■ Task item ■
Pick out the lines below that contain the string "floor" and copy them all.

Dataset entries:

= Beginning of Section =

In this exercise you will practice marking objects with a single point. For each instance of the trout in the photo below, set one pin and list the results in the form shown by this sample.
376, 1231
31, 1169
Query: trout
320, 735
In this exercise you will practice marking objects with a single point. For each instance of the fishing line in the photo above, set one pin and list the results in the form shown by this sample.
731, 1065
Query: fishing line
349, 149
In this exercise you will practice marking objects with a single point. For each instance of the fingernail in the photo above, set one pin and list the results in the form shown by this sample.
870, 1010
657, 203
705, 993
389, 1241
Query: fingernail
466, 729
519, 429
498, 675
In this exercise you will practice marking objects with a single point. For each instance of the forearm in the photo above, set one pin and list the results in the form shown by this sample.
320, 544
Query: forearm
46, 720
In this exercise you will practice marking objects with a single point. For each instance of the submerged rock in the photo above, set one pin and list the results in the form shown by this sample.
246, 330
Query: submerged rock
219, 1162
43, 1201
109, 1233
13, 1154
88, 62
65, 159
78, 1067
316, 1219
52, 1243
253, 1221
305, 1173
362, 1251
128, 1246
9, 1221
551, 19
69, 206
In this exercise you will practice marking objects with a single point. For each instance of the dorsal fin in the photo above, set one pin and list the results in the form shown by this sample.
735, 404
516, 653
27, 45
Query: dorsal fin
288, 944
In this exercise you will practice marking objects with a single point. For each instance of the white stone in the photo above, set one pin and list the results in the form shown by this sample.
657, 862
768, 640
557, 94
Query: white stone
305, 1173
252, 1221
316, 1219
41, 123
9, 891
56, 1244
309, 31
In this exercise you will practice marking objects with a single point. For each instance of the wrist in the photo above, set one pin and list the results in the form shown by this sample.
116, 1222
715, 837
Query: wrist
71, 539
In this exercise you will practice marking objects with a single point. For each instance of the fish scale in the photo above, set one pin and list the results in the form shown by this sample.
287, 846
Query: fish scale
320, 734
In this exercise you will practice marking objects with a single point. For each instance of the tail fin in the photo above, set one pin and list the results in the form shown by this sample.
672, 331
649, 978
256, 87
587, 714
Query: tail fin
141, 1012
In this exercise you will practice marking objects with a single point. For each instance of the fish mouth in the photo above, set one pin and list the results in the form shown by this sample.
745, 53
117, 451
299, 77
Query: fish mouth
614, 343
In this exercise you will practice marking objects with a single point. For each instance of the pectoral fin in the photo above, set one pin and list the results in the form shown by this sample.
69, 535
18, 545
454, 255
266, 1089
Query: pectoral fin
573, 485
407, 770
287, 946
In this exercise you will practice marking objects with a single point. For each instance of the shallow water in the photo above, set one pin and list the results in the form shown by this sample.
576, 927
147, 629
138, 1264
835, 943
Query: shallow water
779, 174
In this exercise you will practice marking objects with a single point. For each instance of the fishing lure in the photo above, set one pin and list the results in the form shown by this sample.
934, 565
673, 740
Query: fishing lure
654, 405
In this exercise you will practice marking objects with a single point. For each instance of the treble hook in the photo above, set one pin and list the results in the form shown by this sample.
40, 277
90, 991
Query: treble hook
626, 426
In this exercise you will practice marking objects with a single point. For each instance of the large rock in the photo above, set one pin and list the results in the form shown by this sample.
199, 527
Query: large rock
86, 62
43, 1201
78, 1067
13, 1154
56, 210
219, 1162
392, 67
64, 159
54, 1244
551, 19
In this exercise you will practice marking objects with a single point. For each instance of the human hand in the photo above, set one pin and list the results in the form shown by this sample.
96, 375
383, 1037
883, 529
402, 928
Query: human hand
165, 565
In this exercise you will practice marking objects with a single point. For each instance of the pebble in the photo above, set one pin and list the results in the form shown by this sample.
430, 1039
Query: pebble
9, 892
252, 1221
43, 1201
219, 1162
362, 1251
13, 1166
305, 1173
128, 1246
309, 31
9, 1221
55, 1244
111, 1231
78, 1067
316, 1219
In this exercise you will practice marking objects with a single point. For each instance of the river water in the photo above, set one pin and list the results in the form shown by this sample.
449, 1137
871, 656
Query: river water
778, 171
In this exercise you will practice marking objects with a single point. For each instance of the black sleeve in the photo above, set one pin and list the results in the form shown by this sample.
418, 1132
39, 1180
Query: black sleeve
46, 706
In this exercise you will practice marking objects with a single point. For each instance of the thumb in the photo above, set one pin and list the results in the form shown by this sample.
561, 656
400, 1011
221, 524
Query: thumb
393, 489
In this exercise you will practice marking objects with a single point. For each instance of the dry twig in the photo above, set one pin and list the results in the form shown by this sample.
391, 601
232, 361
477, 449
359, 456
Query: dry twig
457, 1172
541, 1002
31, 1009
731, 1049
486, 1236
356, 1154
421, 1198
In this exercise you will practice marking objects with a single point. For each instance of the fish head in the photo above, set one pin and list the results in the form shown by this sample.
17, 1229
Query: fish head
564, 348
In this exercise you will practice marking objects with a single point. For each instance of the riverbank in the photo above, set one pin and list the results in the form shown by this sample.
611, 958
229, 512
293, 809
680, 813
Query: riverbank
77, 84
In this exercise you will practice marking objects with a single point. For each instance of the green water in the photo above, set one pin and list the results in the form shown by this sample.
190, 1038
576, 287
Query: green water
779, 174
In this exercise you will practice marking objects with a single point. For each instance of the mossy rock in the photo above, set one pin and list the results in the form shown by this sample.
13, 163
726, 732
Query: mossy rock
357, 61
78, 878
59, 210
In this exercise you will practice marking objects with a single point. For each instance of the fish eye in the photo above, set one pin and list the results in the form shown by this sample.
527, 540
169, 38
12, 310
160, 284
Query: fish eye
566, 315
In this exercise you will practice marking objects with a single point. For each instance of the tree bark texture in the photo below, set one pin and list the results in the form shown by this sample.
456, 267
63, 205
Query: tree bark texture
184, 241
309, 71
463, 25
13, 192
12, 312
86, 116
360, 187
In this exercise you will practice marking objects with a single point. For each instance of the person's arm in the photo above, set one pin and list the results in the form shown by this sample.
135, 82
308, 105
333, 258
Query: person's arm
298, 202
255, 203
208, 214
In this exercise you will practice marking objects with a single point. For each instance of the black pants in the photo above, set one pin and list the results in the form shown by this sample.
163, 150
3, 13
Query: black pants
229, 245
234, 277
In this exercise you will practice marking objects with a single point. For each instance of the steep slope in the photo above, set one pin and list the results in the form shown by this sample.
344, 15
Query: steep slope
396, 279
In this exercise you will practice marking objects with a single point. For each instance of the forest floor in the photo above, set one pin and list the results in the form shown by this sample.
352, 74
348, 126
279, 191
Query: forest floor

= End of Section =

■ Final answer ■
In this exercise you will practice marking objects with a single point. For each instance of the forest floor in the photo above, set one pin and list the results in the form shown by this sample.
Query: forest floor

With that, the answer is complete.